## WHAT IS NEEDED
Rewrite the lines in full, beginning at the first line and stopping after the line that contains "pixel 300 254". Raise every keypoint coordinate given as an answer by 131, and leave the sample coordinates in the labeling instructions unchanged.

START RECORDS FOR PROCESSING

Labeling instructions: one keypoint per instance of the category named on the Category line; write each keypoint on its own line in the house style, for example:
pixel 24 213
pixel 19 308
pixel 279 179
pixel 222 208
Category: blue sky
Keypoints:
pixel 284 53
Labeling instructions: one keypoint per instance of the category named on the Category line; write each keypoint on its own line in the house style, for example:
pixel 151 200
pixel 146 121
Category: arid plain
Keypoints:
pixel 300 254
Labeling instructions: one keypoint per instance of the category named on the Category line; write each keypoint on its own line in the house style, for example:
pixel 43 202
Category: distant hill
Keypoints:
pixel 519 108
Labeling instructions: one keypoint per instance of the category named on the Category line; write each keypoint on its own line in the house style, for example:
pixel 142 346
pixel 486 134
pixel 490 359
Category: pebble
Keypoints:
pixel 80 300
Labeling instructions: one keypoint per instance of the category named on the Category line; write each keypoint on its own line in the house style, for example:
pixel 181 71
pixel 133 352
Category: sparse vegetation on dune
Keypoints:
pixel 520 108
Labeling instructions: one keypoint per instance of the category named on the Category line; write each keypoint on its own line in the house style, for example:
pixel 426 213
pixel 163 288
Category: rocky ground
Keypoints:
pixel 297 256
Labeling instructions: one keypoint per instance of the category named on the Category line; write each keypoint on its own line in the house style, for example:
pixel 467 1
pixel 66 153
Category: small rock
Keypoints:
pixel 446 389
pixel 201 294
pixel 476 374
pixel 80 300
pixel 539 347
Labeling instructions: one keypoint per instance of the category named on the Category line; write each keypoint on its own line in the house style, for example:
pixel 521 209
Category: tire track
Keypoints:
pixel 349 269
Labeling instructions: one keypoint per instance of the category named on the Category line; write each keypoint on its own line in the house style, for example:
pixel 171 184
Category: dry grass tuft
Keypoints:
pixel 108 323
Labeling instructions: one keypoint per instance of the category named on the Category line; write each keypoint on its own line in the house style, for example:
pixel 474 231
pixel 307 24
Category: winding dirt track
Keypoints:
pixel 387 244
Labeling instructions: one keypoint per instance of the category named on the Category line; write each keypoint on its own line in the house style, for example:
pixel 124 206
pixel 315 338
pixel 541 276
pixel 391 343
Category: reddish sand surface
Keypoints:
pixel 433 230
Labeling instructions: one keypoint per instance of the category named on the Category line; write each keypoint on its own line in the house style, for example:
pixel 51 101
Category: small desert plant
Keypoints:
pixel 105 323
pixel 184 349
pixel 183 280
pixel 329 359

END RECORDS FOR PROCESSING

## THE COMPLETED TASK
Labeling instructions: one keypoint per instance of the category named on the Category line; write each keypoint on its own line in the house style, for example:
pixel 24 213
pixel 19 308
pixel 279 179
pixel 222 208
Category: blue sky
Keypoints:
pixel 415 184
Labeling instructions: one keypoint per instance of the category named on the Category line; write each keypoint on its own line in the house style, for example:
pixel 151 200
pixel 146 121
Category: arid plain
Keypoints:
pixel 431 385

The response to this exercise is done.